:: EXERCISE INSTRUCTIONS ::
All lines from the one with "Where can the white apartment" to the end need to be copied exactly, with nothing before them.

:: SUPPLIED RECORDS ::

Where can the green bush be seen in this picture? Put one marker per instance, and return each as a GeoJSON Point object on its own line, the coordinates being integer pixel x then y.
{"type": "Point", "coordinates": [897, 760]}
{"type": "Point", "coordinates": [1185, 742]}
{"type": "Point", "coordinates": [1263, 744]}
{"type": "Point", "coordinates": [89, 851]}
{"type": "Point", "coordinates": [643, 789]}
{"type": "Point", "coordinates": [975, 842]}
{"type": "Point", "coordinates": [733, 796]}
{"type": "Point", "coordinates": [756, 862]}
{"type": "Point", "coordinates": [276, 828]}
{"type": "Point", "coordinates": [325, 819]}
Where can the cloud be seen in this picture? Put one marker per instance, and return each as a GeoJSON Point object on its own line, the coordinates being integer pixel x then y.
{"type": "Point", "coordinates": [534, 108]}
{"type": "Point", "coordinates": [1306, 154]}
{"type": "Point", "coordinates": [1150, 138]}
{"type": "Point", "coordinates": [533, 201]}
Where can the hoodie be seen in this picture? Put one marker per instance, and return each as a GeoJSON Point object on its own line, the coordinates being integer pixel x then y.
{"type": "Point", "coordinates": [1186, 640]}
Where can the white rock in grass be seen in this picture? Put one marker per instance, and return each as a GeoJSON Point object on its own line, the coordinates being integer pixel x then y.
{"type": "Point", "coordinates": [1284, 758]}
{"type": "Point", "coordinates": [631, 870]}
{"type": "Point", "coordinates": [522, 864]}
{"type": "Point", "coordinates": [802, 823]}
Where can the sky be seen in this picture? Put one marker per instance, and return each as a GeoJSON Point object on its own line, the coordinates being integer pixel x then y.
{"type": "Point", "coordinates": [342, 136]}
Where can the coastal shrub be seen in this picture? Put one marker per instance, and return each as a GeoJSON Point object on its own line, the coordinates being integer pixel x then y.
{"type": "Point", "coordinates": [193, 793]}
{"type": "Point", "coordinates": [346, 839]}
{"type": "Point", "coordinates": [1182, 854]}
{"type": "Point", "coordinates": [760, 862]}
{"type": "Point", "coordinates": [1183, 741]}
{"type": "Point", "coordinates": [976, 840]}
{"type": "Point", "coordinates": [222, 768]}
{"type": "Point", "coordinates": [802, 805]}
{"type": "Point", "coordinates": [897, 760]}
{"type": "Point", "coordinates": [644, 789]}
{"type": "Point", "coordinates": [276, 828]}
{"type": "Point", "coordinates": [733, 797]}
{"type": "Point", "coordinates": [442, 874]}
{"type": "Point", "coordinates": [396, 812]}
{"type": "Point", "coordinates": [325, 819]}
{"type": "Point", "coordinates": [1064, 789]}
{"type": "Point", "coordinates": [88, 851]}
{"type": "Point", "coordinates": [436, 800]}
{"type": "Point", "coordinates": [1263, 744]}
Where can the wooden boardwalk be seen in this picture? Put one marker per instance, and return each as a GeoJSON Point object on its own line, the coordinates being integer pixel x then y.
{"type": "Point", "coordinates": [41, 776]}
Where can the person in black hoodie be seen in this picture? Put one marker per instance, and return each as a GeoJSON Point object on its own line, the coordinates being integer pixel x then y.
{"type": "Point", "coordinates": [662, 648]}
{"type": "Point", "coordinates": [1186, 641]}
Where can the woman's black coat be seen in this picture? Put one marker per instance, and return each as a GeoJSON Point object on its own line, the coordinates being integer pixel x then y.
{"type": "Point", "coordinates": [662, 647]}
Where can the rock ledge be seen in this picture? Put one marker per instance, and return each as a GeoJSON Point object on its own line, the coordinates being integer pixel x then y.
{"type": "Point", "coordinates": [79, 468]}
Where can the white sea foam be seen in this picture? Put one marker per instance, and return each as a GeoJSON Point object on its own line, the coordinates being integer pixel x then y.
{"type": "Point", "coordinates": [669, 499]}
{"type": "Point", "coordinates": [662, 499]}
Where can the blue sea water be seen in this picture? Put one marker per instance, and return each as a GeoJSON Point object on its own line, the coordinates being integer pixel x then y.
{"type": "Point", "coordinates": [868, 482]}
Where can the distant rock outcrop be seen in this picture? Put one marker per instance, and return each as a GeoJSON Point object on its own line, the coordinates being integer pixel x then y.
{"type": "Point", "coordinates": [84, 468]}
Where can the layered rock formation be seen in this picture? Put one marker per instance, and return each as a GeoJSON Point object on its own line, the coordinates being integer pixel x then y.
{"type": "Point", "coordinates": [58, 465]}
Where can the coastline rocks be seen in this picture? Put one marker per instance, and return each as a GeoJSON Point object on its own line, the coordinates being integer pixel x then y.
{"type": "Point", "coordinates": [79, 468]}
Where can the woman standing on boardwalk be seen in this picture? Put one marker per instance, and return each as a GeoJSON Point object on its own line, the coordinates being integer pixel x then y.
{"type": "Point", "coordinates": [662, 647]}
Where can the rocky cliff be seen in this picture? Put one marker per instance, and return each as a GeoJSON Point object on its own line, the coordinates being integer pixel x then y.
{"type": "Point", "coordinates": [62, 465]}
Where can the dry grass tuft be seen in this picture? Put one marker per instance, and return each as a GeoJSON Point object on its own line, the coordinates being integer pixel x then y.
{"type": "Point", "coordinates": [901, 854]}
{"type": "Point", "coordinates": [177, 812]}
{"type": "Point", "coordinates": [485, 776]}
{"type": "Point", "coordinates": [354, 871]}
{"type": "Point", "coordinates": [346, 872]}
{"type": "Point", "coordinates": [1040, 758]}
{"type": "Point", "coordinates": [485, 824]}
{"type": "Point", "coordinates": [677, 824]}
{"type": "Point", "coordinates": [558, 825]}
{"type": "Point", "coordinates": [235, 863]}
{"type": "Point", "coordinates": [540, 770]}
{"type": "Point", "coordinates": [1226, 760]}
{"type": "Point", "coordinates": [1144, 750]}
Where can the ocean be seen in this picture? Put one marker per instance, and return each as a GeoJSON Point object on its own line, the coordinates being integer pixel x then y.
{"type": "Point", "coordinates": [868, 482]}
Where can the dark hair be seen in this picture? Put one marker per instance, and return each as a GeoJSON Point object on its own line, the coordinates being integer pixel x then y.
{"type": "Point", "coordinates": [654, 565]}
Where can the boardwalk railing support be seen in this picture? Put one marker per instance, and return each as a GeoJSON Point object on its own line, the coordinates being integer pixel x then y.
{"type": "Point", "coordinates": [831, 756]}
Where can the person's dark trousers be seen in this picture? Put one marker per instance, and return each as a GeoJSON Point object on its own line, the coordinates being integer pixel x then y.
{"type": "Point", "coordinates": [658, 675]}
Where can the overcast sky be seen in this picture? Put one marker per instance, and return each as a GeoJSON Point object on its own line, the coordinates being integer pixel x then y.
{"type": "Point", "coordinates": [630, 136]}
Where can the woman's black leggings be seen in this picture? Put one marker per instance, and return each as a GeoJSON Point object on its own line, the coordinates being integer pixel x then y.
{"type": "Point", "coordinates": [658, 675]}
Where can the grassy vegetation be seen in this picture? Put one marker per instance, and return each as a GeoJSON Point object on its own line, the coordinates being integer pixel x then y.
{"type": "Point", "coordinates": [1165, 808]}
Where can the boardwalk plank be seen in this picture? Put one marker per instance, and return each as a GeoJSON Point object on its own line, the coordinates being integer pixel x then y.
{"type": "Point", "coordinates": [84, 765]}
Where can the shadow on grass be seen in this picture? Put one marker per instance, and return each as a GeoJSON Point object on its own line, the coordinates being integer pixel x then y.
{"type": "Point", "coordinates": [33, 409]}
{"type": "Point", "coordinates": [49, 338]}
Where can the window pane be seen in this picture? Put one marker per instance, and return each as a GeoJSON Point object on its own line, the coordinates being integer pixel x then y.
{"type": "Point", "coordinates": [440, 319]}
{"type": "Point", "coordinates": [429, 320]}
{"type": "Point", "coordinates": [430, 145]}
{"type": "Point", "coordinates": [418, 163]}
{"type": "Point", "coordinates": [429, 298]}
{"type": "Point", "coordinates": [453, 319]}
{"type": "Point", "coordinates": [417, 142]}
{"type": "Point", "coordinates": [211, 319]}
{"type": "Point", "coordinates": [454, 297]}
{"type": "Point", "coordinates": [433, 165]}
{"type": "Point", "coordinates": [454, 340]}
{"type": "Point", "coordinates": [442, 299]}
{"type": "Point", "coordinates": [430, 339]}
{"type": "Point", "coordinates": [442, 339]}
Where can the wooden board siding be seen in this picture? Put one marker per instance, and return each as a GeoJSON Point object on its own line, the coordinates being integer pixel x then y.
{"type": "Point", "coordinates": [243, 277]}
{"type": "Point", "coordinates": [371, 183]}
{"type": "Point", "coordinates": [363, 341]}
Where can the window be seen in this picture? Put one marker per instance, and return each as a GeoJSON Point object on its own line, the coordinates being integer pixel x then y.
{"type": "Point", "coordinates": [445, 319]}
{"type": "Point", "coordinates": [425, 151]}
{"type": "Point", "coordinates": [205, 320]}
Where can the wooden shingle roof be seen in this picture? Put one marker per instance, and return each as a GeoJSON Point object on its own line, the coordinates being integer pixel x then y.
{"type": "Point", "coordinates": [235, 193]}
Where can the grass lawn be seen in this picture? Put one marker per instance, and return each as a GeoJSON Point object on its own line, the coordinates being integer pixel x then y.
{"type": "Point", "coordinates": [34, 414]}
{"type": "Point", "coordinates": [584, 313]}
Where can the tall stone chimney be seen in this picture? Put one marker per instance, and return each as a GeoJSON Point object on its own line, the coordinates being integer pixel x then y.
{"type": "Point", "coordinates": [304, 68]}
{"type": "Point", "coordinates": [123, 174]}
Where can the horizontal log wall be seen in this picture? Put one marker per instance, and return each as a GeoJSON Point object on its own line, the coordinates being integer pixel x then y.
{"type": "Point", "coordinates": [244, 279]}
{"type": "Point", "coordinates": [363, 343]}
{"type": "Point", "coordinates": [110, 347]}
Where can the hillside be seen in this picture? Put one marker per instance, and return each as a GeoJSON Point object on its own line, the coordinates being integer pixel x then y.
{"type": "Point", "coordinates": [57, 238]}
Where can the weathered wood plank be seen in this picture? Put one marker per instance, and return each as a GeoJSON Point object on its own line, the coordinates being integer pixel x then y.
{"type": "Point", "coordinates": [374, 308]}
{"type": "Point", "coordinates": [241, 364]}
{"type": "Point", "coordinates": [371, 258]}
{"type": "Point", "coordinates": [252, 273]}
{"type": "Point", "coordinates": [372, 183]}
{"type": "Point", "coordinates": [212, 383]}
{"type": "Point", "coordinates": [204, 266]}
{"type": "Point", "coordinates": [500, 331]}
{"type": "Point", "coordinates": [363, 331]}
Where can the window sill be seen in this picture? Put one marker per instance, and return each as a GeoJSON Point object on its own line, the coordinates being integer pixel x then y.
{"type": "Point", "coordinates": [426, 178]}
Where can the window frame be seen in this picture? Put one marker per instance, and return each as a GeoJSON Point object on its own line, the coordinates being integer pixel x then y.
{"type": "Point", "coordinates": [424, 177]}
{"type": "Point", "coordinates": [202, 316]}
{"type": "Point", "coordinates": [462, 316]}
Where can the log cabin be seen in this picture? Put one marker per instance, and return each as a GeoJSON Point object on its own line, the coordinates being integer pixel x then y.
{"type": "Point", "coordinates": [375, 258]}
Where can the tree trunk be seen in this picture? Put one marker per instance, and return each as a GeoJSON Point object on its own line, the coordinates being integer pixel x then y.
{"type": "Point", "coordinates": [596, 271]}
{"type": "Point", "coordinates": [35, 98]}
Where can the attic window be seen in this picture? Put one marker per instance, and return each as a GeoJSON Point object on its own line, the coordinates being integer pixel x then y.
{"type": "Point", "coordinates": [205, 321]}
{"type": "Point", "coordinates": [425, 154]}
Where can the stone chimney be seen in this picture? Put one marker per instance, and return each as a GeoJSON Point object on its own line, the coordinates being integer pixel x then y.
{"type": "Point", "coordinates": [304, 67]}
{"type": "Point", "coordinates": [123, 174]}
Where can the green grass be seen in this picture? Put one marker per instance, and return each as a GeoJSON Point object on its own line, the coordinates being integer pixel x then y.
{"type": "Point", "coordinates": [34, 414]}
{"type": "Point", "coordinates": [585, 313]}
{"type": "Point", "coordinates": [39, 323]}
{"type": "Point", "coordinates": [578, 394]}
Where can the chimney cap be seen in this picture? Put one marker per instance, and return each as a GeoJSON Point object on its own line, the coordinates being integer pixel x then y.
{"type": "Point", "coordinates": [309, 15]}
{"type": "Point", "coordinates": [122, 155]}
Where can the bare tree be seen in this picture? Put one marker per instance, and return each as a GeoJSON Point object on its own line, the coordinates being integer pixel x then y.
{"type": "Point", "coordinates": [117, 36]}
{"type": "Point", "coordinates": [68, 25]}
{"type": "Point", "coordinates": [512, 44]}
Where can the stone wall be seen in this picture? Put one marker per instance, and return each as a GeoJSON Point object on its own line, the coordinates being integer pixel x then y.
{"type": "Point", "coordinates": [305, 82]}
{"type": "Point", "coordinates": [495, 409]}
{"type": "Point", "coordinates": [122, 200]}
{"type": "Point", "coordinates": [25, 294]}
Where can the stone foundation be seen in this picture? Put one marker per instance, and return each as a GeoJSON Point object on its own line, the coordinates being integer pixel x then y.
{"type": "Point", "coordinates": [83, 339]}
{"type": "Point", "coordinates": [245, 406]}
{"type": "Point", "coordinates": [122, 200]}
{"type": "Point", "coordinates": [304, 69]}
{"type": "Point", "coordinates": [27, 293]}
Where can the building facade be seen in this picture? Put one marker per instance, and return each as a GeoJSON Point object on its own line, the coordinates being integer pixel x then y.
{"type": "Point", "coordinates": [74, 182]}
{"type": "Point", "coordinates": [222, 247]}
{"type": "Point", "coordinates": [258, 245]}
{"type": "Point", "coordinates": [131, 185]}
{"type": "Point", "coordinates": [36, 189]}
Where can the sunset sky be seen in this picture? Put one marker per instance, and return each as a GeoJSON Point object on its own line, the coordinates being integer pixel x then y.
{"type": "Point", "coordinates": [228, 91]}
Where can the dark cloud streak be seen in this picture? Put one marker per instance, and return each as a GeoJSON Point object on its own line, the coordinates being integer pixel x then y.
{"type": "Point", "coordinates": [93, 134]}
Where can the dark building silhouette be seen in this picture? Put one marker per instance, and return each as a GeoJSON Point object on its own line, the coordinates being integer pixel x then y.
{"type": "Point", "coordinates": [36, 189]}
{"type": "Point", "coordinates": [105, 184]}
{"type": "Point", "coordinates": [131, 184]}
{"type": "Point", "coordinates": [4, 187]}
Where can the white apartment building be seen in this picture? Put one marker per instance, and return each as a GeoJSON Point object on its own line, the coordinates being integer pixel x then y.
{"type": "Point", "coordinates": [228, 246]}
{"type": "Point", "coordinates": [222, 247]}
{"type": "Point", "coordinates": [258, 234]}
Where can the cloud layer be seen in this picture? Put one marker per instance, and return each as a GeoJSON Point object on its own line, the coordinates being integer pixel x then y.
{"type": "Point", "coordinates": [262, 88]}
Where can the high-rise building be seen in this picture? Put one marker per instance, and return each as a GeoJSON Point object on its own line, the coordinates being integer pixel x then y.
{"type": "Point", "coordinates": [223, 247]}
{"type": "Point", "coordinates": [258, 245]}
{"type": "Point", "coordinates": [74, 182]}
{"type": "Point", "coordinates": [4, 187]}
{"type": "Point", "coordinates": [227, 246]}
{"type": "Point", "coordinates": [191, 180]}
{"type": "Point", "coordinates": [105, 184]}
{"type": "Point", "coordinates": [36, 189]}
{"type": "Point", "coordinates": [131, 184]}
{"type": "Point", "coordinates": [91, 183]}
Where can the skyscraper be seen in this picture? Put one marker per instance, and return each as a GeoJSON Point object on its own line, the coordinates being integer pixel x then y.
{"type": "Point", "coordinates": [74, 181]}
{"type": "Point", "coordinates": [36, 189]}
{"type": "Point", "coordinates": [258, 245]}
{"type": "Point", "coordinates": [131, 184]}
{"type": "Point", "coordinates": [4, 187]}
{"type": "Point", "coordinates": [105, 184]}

:: RESPONSE TO THE TASK ::
Where can the white apartment building be seen in this picture? Put one marker per instance, and return each as a GeoJSON Point object on its own line, the coordinates being integer pixel x then y.
{"type": "Point", "coordinates": [228, 246]}
{"type": "Point", "coordinates": [222, 247]}
{"type": "Point", "coordinates": [258, 234]}
Where can the cloud layer be seen in this picture? Put one marker per instance, and return each as a GeoJSON Point object on its own line, the coordinates being integer pixel x then y.
{"type": "Point", "coordinates": [262, 88]}
Where can the high-rise building be seen in this picture? Put one marker per instance, and return each as a GeoJSON Point object on its own line, the coordinates being integer pixel x then y.
{"type": "Point", "coordinates": [223, 247]}
{"type": "Point", "coordinates": [258, 245]}
{"type": "Point", "coordinates": [74, 182]}
{"type": "Point", "coordinates": [4, 187]}
{"type": "Point", "coordinates": [227, 246]}
{"type": "Point", "coordinates": [191, 180]}
{"type": "Point", "coordinates": [105, 184]}
{"type": "Point", "coordinates": [36, 189]}
{"type": "Point", "coordinates": [131, 184]}
{"type": "Point", "coordinates": [91, 183]}
Where can the skyscraper be seen in this picture? Put one marker per instance, and return each as a GeoJSON Point object on its own line, the coordinates being integer pixel x then y.
{"type": "Point", "coordinates": [74, 181]}
{"type": "Point", "coordinates": [36, 189]}
{"type": "Point", "coordinates": [258, 245]}
{"type": "Point", "coordinates": [131, 184]}
{"type": "Point", "coordinates": [4, 187]}
{"type": "Point", "coordinates": [105, 184]}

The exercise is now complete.